• [YOUR OBJECTIVE]: Rescale the lines starting at the one containing "cardboard box in" and ending at the final line of the items, repeating each request as it stands and multiplying every coordinate in the answers by 0.35, rounded to a whole number with halves going up. Give back only those lines.

Point-based annotation data
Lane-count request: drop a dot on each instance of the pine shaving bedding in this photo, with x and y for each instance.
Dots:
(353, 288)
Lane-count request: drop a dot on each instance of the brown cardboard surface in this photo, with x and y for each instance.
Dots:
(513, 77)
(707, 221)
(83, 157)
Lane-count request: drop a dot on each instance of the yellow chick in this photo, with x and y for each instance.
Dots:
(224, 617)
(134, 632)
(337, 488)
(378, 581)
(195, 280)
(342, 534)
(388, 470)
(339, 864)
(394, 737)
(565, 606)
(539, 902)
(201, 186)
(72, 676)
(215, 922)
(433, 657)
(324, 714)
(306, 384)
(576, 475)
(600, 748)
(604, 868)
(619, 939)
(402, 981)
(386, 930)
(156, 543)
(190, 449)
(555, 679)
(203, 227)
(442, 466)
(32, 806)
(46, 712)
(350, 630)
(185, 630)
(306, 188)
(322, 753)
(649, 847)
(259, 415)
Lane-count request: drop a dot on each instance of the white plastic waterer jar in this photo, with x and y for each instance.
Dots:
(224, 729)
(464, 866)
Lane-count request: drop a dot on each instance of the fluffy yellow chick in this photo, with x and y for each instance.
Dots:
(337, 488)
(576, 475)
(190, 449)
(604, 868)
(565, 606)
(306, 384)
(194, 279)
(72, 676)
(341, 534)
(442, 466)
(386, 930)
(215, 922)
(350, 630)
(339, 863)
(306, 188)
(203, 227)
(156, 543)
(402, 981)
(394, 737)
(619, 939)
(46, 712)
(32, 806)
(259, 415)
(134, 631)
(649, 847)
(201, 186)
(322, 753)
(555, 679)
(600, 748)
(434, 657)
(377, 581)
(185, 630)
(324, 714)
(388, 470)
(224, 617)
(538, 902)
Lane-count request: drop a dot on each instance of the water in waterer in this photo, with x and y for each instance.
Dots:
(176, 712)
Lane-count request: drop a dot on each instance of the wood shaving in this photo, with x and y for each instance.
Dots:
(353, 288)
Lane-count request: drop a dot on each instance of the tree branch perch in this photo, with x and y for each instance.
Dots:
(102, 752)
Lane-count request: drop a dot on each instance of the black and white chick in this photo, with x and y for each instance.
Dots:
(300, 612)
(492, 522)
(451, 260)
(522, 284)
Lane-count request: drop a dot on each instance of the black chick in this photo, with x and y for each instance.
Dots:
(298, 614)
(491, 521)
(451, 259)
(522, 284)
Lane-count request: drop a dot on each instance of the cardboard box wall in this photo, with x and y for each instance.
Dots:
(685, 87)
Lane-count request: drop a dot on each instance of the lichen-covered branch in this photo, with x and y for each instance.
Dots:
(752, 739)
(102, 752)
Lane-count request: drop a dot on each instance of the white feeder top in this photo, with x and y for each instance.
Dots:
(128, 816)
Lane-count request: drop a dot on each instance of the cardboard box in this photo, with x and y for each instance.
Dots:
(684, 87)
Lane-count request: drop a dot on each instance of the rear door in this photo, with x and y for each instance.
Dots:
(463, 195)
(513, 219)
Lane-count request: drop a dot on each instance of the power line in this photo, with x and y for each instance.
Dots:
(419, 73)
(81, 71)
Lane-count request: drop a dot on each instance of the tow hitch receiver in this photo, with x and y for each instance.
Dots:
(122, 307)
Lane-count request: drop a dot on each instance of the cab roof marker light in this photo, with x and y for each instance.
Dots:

• [OUTPUT]:
Lane-count request: drop a dot on each instance of the cardboard box in this photo, with x and y for each instance.
Dots:
(239, 30)
Lane-count request: drop a dot on each instance of the rear door in this photo, with x and y for each instance.
Dots:
(162, 68)
(180, 77)
Lane-count request: drop a dot on each instance of the power line in this photo, with x and y for each instance.
Dots:
(147, 26)
(28, 25)
Lane-count request: drop a dot on each instance of the tow hitch receiver in this photo, with x and y for each instance.
Dots:
(43, 107)
Lane-count request: drop a dot on each instance of the cab roof marker light in this photo, with x and y for each instance.
Dots:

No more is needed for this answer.